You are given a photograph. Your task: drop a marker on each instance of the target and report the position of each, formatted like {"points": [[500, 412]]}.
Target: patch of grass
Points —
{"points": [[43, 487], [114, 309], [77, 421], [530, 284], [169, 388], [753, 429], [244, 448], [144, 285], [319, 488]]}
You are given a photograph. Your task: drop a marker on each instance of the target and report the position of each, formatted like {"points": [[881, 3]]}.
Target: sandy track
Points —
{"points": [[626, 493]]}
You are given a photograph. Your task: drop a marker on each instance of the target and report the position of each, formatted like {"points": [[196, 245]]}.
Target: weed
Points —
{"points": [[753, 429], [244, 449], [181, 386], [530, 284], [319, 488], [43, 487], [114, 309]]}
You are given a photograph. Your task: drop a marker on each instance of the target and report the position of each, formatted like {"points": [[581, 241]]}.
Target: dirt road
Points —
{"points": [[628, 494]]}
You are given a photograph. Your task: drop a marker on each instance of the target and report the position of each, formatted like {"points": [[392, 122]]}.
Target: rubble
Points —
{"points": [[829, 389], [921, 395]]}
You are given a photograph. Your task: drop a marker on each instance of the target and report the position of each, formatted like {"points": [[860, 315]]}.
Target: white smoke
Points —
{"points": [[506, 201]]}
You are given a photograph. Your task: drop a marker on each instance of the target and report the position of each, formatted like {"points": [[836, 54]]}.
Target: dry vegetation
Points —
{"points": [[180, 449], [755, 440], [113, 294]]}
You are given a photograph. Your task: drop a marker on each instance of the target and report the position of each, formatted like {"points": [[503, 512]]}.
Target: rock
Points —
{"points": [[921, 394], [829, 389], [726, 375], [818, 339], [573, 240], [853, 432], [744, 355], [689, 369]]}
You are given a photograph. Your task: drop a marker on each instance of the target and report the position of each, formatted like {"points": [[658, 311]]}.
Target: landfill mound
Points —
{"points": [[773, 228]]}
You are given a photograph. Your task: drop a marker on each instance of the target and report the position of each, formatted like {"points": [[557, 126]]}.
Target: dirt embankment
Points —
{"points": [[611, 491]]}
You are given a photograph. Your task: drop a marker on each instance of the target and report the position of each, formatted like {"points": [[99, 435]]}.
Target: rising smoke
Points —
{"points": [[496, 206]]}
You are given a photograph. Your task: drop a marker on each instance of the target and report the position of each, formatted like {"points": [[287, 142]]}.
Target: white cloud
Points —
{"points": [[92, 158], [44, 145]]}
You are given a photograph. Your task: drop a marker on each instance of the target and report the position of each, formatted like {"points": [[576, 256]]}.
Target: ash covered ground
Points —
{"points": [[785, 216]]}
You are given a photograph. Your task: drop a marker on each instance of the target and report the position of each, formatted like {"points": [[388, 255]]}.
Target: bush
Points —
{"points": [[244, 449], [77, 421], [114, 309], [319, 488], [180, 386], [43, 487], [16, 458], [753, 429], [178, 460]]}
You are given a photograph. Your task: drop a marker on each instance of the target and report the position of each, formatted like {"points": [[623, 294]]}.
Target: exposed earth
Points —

==*==

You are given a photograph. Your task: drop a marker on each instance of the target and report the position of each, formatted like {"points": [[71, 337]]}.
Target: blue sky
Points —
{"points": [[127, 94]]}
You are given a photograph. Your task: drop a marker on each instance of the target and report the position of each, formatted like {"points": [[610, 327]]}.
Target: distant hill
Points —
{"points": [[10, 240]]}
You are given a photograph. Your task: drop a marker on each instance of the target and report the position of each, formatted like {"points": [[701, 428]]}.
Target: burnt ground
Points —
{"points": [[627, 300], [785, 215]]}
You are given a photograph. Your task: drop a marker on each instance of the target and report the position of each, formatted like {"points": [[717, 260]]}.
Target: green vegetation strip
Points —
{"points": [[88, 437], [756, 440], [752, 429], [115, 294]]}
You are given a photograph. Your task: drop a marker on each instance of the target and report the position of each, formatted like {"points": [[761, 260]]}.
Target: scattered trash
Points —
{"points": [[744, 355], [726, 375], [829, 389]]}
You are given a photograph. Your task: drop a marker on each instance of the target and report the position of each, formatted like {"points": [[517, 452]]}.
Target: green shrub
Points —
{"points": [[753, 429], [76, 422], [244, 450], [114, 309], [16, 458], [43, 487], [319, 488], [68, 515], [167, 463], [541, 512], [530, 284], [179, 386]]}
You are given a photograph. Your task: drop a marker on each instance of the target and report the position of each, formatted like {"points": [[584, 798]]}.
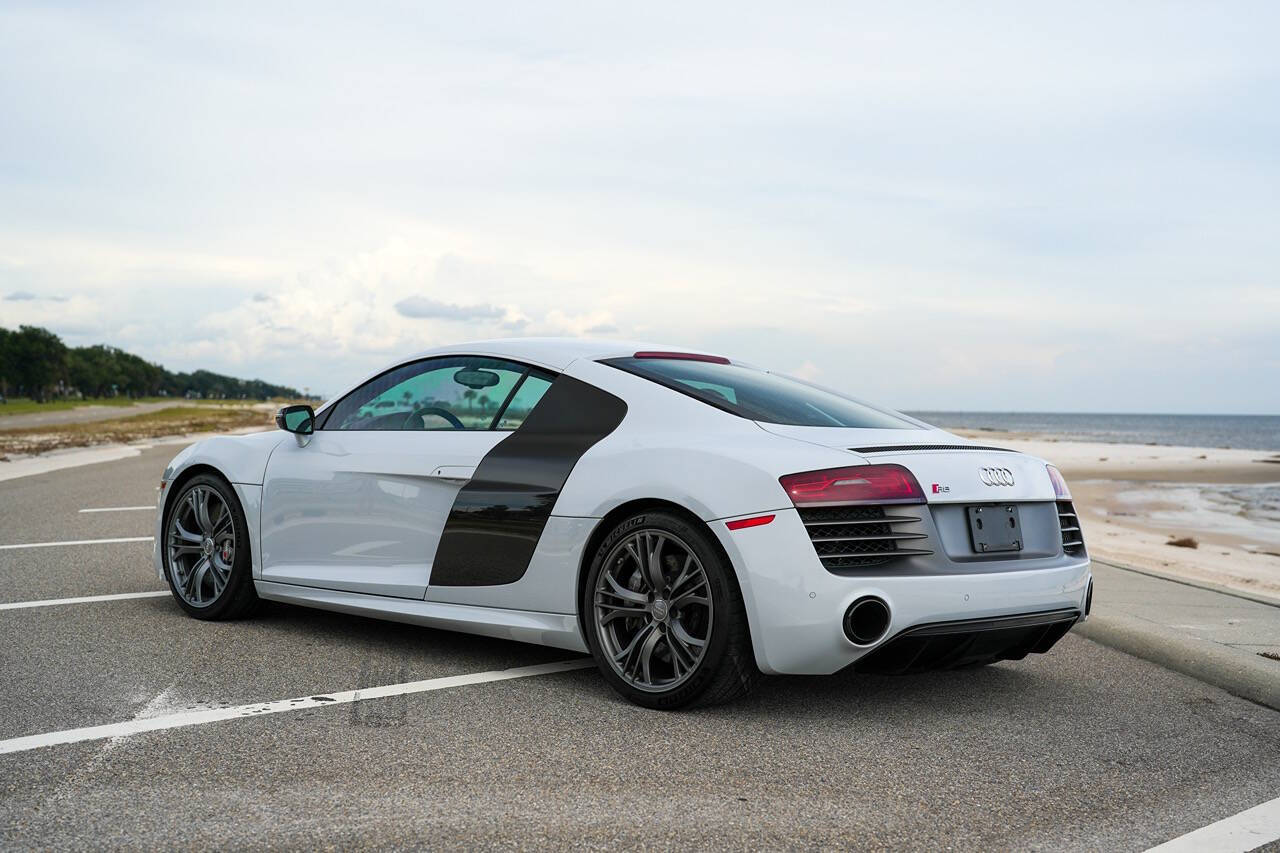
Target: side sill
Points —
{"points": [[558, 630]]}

==*==

Report each line of the material above that contains the word "smoke".

* _RESPONSE BELOW_:
Target: white smoke
Target: rising smoke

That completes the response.